• Activity: Copy out the abstract on counting cohesin and CTCF in human cells word for word, from its title line through the final line.

• Text under study:
◇ ◇ ◇ ◇ ◇
Absolute quantification of cohesin, CTCF and their regulators in human cells

Abstract

The organisation of mammalian genomes into loops and topologically associating domains (TADs) contributes to chromatin structure, gene expression and recombination. TADs and many loops are formed by cohesin and positioned by CTCF. In proliferating cells, cohesin also mediates sister chromatid cohesion, which is essential for chromosome segregation. Current models of chromatin folding and cohesion are based on assumptions of how many cohesin and CTCF molecules organise the genome. Here we have measured absolute copy numbers and dynamics of cohesin, CTCF, NIPBL, WAPL and sororin by mass spectrometry, fluorescence-correlation spectroscopy and fluorescence recovery after photobleaching in HeLa cells. In G1-phase, there are ~250,000 nuclear cohesin complexes, of which ~ 160,000 are chromatin-bound. Comparison with chromatin immunoprecipitation-sequencing data implies that some genomic cohesin and CTCF enrichment sites are unoccupied in single cells at any one time. We discuss the implications of these findings for how cohesin can contribute to genome organisation and cohesion.

Keywords: CTCF; cell biology; chromosomes; cohesin; fluorescence-correlation spectroscopy; gene expression; genome organization; human; mass spectrometry; sister chromatid cohesion.

Figure 1.. LC-MS quantification of cohesin subunit copy number.
◇ ◇ ◇ ◇ ◇
• Dataset records:
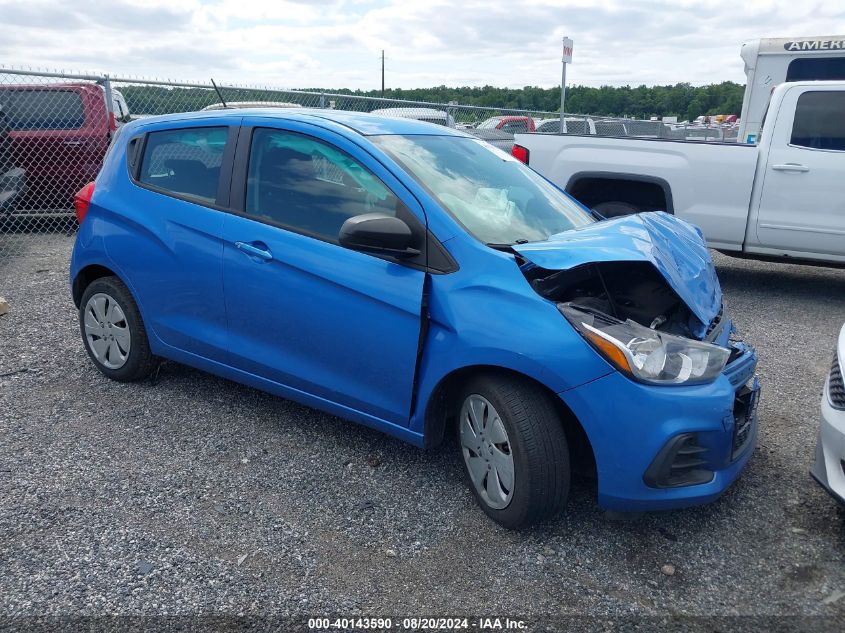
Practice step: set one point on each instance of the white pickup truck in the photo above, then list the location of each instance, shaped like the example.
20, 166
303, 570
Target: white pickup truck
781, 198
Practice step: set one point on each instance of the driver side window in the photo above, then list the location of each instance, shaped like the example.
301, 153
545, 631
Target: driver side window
◇ ◇ ◇ ◇ ◇
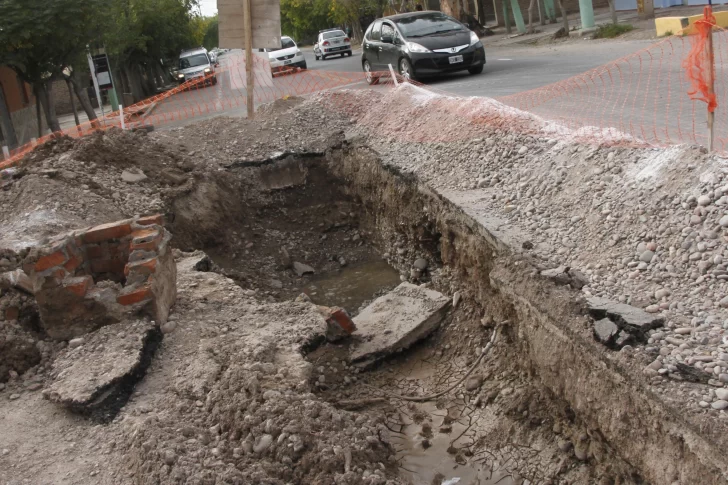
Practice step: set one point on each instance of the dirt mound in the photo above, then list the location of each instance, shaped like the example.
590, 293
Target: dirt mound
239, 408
◇ ◇ ◇ ◇ ◇
• Exercise solution:
Absolute quantification of cohesin, CTCF and their regulators in human cells

Abstract

The organisation of mammalian genomes into loops and topologically associating domains (TADs) contributes to chromatin structure, gene expression and recombination. TADs and many loops are formed by cohesin and positioned by CTCF. In proliferating cells, cohesin also mediates sister chromatid cohesion, which is essential for chromosome segregation. Current models of chromatin folding and cohesion are based on assumptions of how many cohesin and CTCF molecules organise the genome. Here we have measured absolute copy numbers and dynamics of cohesin, CTCF, NIPBL, WAPL and sororin by mass spectrometry, fluorescence-correlation spectroscopy and fluorescence recovery after photobleaching in HeLa cells. In G1-phase, there are ~250,000 nuclear cohesin complexes, of which ~ 160,000 are chromatin-bound. Comparison with chromatin immunoprecipitation-sequencing data implies that some genomic cohesin and CTCF enrichment sites are unoccupied in single cells at any one time. We discuss the implications of these findings for how cohesin can contribute to genome organisation and cohesion.

Keywords: CTCF; cell biology; chromosomes; cohesin; fluorescence-correlation spectroscopy; gene expression; genome organization; human; mass spectrometry; sister chromatid cohesion.

Figure 1.. LC-MS quantification of cohesin subunit copy number.